**Listed records**
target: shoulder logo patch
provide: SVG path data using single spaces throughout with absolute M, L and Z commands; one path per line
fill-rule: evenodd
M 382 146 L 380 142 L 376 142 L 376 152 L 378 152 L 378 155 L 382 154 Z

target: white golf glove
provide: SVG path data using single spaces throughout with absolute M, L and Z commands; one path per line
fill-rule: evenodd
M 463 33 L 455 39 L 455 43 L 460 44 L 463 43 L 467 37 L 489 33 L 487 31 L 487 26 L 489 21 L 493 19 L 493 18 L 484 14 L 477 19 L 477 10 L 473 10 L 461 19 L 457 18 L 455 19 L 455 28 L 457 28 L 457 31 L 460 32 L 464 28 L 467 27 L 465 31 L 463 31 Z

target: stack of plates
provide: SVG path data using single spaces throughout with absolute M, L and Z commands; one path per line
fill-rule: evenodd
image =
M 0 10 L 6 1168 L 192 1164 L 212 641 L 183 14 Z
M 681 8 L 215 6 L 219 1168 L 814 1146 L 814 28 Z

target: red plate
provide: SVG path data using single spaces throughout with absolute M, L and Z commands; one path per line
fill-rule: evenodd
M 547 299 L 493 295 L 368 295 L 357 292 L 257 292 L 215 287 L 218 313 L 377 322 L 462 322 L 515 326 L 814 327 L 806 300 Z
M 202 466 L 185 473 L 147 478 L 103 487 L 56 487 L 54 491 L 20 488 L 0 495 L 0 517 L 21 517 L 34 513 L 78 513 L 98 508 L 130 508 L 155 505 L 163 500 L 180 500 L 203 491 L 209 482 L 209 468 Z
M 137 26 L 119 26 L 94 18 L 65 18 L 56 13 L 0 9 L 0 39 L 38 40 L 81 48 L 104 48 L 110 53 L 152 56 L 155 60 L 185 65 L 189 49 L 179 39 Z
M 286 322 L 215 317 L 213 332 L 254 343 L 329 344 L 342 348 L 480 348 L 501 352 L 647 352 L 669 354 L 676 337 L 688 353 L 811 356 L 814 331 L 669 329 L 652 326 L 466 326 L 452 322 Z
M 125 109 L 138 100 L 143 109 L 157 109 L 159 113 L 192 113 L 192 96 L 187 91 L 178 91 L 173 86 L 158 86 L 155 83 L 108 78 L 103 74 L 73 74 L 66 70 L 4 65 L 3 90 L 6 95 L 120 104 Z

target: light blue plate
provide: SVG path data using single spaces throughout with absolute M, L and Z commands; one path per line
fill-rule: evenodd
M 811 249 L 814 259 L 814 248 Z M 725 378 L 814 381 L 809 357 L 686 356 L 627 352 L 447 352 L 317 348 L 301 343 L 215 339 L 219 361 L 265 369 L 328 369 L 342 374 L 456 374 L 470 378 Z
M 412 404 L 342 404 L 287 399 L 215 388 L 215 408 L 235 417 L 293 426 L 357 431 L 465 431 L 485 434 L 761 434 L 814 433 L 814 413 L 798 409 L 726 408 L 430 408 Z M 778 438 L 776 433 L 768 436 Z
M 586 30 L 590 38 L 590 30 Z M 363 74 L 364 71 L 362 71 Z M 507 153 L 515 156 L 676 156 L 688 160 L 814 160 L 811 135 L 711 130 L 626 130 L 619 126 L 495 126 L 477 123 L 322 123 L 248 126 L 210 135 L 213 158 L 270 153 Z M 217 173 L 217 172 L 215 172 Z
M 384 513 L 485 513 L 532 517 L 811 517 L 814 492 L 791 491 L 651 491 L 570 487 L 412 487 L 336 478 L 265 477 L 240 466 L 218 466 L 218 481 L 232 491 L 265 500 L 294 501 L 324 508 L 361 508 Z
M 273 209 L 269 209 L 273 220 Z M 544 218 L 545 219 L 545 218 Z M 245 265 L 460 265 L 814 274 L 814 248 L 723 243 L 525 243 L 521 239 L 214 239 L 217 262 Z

**Exercise details**
Rewrite all of the material above, renaming every "fill-rule" to "clip-rule" and leaving everything else untouched.

**Worked answer**
target: shoulder logo patch
provide: SVG path data using single spaces throughout with absolute M, L and Z commands; one path per line
clip-rule: evenodd
M 382 146 L 380 142 L 376 142 L 376 152 L 378 152 L 378 155 L 382 154 Z

target: white golf glove
provide: SVG path data using single spaces throughout with absolute M, L and Z commands; one path per line
clip-rule: evenodd
M 463 33 L 455 39 L 455 43 L 460 44 L 463 43 L 467 37 L 489 33 L 487 31 L 487 26 L 489 21 L 493 19 L 493 18 L 484 14 L 477 19 L 477 10 L 473 10 L 461 19 L 457 18 L 455 19 L 455 28 L 457 28 L 457 31 L 460 32 L 464 28 L 467 27 L 465 31 L 463 31 Z

target: stack of plates
provide: SVG path data using single spaces throughout with absolute M, L and Z commands; one path per line
clip-rule: evenodd
image =
M 0 10 L 6 1168 L 192 1164 L 212 641 L 183 14 Z
M 681 8 L 215 6 L 219 1168 L 814 1146 L 814 28 Z

target: red plate
provide: SVG path data using single spaces throughout with absolute M, L and Z commands; one path per line
clip-rule: evenodd
M 547 299 L 493 295 L 368 295 L 357 292 L 257 292 L 215 287 L 218 313 L 377 322 L 462 322 L 515 326 L 814 327 L 806 300 Z
M 202 466 L 185 473 L 147 478 L 103 487 L 56 487 L 54 491 L 20 488 L 0 495 L 0 517 L 21 517 L 34 513 L 78 513 L 98 508 L 130 508 L 155 505 L 163 500 L 180 500 L 203 491 L 209 482 L 209 468 Z
M 137 26 L 119 26 L 94 18 L 65 18 L 56 13 L 0 9 L 0 39 L 38 40 L 81 48 L 104 48 L 110 53 L 152 56 L 155 60 L 185 65 L 189 49 L 179 39 Z
M 286 322 L 215 317 L 213 332 L 254 343 L 329 344 L 342 348 L 480 348 L 501 352 L 647 352 L 669 354 L 676 337 L 688 353 L 811 356 L 814 331 L 669 329 L 652 326 L 466 326 L 452 322 Z
M 125 109 L 138 100 L 143 109 L 157 109 L 159 113 L 192 113 L 192 96 L 187 91 L 178 91 L 173 86 L 158 86 L 155 83 L 108 78 L 103 74 L 73 74 L 66 70 L 4 65 L 3 90 L 6 95 L 120 104 Z

target: light blue plate
provide: SVG path data using single spaces throughout with absolute M, L and Z commands; one path per line
clip-rule: evenodd
M 811 249 L 814 259 L 814 248 Z M 725 378 L 814 381 L 809 357 L 686 356 L 627 352 L 447 352 L 317 348 L 301 343 L 215 339 L 219 361 L 265 369 L 328 369 L 342 374 L 456 374 L 470 378 Z
M 412 404 L 342 404 L 287 399 L 215 388 L 215 408 L 235 417 L 293 426 L 357 431 L 465 431 L 485 434 L 761 434 L 814 433 L 814 413 L 798 409 L 726 408 L 430 408 Z M 778 438 L 776 433 L 768 436 Z
M 586 30 L 590 38 L 590 30 Z M 363 74 L 364 71 L 362 71 Z M 507 153 L 515 156 L 676 156 L 688 160 L 814 160 L 811 135 L 711 130 L 626 130 L 619 126 L 495 126 L 477 123 L 322 123 L 248 126 L 210 135 L 213 158 L 270 153 Z M 217 173 L 217 172 L 215 172 Z
M 384 513 L 485 513 L 532 517 L 811 517 L 814 492 L 791 491 L 651 491 L 570 487 L 412 487 L 336 478 L 265 477 L 240 466 L 218 466 L 218 481 L 232 491 L 265 500 L 294 501 L 324 508 L 361 508 Z
M 273 209 L 269 209 L 273 220 Z M 544 218 L 545 219 L 545 218 Z M 245 265 L 460 265 L 814 274 L 814 248 L 723 243 L 525 243 L 521 239 L 214 239 L 217 262 Z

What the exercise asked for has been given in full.